上図の上から下への列は時代の経過を示している。時代の経過の中では特徴的な音の変化が見られる。当初のハ行音、例えば「は」はまず「ば」と濁音化し、次いで「ま」と(b-m)変化(相通化)が起こっているのである。
「は」を例にとれば、本来的には多大を意味していたであろうが、上図を描いた時点(第一行)では既に”数”の多さを言うことに特化していたであろう。それがある時点で接頭語「さ」をとって「さは」と長語化した。「さは」はいつか(s-&)相通現象によって「あは」となった。しかしもとの「さは」をなくすことなく「あは」と両方が行われて今日にいたっている。「は」はいつか「ば」と濁音化し、今日に残る成語をつくらまいまま「ま」と相通化した。「ま」となってからは活発で、接頭語や接尾語をとって上記のような語をつくった。
「ほ」についても同様である。ちなみに「ほ」は一拍語として「秀、火、穂、帆、百、頬」など極めて多くの意味をもつが、中でも「秀」と表現した”優秀、偉大”の意とここで扱う”多大”の意を合わせもつことが注目される。「ほ」はまず接頭語「お」をとって「おほ」をつくった。「おほきみ(大君)、おほぶね(大舟)」などの「おほ」である。次いで「ぼ」となるがこれは今日の「ぼろもうけ(儲け/まwuけ)」に残っている。これはどこか汚い言い方のようで実は由緒正しい深淵な言葉であった。

***

やること:
**A.** 本文によると、「ぼ」は今日のどの言葉に残っていますか。
**B.** 本文の「「ほ」はまず接頭語「お」をとって「おほ」をつくった。」という一文を英語に訳してください。
エントリーはこの作業には関係ありません。

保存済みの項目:
***

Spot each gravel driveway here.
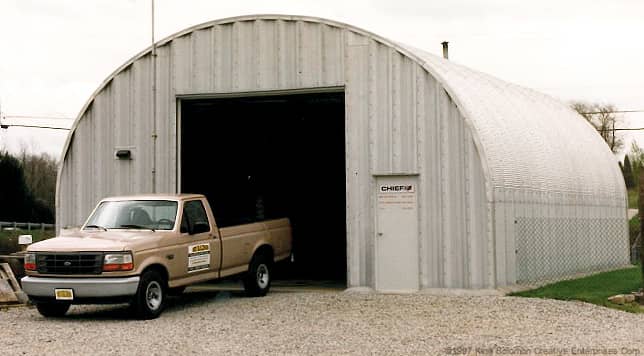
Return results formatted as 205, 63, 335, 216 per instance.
0, 291, 644, 356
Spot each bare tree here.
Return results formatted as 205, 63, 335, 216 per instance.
17, 145, 58, 220
570, 101, 624, 153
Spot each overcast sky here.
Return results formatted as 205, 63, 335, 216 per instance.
0, 0, 644, 156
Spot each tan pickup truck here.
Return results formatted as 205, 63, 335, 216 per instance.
21, 194, 291, 319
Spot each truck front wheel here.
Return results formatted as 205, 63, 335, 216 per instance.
132, 270, 168, 319
244, 255, 271, 297
36, 303, 69, 317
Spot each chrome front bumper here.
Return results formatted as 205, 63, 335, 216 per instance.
20, 276, 140, 299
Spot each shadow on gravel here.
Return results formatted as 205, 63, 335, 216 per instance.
60, 290, 245, 321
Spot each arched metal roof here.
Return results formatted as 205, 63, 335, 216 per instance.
59, 15, 625, 202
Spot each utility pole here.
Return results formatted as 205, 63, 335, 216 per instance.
150, 0, 158, 193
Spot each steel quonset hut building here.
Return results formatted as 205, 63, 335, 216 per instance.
56, 15, 628, 291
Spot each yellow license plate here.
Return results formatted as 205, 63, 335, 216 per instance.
54, 289, 74, 300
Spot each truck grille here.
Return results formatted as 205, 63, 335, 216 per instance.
36, 253, 103, 274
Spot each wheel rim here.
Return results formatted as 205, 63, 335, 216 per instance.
145, 281, 163, 310
257, 263, 269, 289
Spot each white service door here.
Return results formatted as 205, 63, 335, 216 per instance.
375, 176, 419, 292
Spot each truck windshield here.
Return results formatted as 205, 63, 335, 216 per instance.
83, 200, 177, 230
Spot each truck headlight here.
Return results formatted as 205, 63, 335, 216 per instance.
103, 253, 134, 272
25, 253, 36, 271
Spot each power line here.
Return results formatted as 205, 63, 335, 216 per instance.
2, 115, 74, 120
580, 110, 644, 115
0, 124, 71, 131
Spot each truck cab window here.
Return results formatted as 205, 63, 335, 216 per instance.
181, 200, 210, 232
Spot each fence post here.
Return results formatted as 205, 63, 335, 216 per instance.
637, 174, 644, 287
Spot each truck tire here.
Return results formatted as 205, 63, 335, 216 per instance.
36, 303, 70, 317
244, 254, 272, 297
132, 270, 168, 320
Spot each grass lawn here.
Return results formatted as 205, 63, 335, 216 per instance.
511, 266, 644, 313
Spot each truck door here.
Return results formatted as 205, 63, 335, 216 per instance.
177, 200, 221, 278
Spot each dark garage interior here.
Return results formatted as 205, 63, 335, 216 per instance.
180, 92, 347, 283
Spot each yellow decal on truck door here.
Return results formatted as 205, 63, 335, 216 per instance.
188, 244, 210, 273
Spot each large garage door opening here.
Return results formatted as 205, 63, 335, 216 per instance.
180, 92, 347, 282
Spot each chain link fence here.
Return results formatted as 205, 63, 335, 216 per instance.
515, 218, 630, 284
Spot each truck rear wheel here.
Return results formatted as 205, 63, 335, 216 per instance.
244, 255, 271, 297
132, 270, 168, 319
36, 303, 70, 317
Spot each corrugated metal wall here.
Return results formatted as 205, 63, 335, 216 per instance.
57, 16, 497, 288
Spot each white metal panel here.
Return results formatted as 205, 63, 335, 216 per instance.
57, 15, 626, 288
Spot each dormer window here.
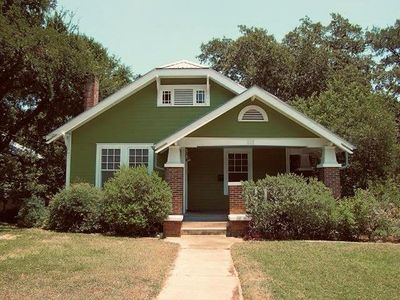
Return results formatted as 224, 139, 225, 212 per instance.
157, 84, 210, 106
162, 90, 172, 105
238, 105, 268, 122
196, 90, 206, 104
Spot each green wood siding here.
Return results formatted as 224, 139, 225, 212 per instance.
189, 100, 317, 138
71, 81, 234, 184
188, 148, 229, 213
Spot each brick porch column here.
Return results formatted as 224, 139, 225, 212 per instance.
317, 146, 342, 198
163, 146, 185, 236
228, 182, 251, 237
165, 167, 184, 215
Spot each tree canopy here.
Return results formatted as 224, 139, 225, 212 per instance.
199, 14, 400, 193
0, 0, 132, 217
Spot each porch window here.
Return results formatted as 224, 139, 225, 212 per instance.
224, 147, 253, 195
96, 143, 154, 187
129, 149, 149, 167
228, 153, 249, 182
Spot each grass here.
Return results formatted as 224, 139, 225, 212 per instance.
232, 241, 400, 299
0, 226, 178, 299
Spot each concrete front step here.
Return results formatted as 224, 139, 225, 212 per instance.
181, 221, 227, 235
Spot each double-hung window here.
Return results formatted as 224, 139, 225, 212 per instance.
196, 90, 206, 104
224, 148, 253, 195
96, 143, 153, 187
101, 148, 121, 186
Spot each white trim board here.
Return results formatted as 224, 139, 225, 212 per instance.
155, 86, 355, 154
177, 137, 329, 148
46, 68, 246, 143
64, 133, 72, 186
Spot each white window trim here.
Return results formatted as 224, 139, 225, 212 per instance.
95, 143, 154, 187
238, 105, 268, 122
224, 148, 253, 195
157, 84, 210, 107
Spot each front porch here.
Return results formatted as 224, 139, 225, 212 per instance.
164, 139, 341, 236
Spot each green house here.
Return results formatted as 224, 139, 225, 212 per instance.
46, 61, 355, 237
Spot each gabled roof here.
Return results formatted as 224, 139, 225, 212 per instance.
46, 61, 246, 143
155, 86, 355, 154
157, 59, 210, 69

***

解答:
**A.** 「ぼろもうけ」に残っています。

**B.** "Ho" first took the prefix "o" and formed "oho."